### TASKS:
1. In the excerpt about John and Tom's partnership, on which floor of the Bloomberg School is their merged lab?
2. Print the passage from the excerpt about John and Tom's partnership, starting with "It’s a concept" and going on through "or ego—not one.".
3. List every person named in the excerpt about John and Tom's partnership.

### EXCERPT PROVIDED:
....

It’s a concept not often addressed in scientific papers, or cited by researchers. Indeed, John and Tom’s focus on friendship in this context is almost as rare as a wildly successful cancer prevention clinical trial. And almost as rare as an argument-free 40-year relationship—a phenomenon that each, independently, attests to. Heated but healthy discussions about scientific approaches, yes. There have been many. But arguments arising from anger, resentment or ego—not one.
“Did we decide at MIT to be colleagues for four decades, much less know how? No,” Tom muses. “In the beginning, we purposely went in opposite directions scientifically and academically. In order to stay friends, we went off to carve our own identities. And we realized over some beers that we could do better if we worked together.”
Team science was not the norm back then, especially “team” as in real, honest-to-goodness trusted friends, and not as in an arranged marriage or hierarchical fly-by-night groupings.
“You’ve heard that half of marriages end in divorce?” asks John. “I would estimate that 90 percent of scientific collaborations end in divorce. Maybe more.”
A fierce, if symbolic, protector of the pair’s unique partnership is Qin, the life-sized reproduction of a terra-cotta warrior that a couple of thousand years ago guarded the mausoleum of China’s first emperor, and today stands poised for battle at the doorway of John and Tom’s merged lab, a scientific sanctuary on the seventh floor of the Bloomberg School. This lab is the nucleus of an alliance that is as extensive as it is lasting. John and Tom have embraced a breadth of expertise: team members from China; from the Wogan lab (notably Bill Roebuck as well as Jerry Wogan); and, of course, from throughout Johns Hopkins.

....

### RECORDS SUPPLIED:
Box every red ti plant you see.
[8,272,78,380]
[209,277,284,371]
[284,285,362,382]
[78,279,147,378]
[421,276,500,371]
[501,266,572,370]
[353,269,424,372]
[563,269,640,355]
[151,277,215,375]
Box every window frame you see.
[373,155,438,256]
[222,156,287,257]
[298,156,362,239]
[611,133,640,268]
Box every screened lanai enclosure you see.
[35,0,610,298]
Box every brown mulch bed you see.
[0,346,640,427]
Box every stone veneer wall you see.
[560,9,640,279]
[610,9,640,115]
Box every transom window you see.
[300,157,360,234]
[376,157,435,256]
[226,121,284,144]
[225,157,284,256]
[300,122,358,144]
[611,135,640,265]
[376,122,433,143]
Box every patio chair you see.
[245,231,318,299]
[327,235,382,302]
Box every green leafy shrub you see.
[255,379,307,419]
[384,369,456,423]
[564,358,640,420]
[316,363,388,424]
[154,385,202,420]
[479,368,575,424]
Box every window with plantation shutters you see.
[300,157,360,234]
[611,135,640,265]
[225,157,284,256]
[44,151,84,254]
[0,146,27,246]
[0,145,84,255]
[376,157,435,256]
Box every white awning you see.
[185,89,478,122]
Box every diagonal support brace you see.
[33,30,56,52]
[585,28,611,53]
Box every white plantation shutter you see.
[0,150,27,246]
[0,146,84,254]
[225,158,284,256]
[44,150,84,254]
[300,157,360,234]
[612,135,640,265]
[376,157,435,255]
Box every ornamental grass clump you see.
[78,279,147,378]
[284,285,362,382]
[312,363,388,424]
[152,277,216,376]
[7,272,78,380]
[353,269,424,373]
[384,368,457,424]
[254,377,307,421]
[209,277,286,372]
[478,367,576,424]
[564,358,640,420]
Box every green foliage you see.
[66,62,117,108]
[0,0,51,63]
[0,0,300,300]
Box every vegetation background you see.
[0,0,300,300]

....

### SOLUTIONS:
1. The seventh floor.

2.
It’s a concept not often addressed in scientific papers, or cited by researchers. Indeed, John and Tom’s focus on friendship in this context is almost as rare as a wildly successful cancer prevention clinical trial. And almost as rare as an argument-free 40-year relationship—a phenomenon that each, independently, attests to. Heated but healthy discussions about scientific approaches, yes. There have been many. But arguments arising from anger, resentment or ego—not one.

3. John, Tom, Bill Roebuck, Jerry Wogan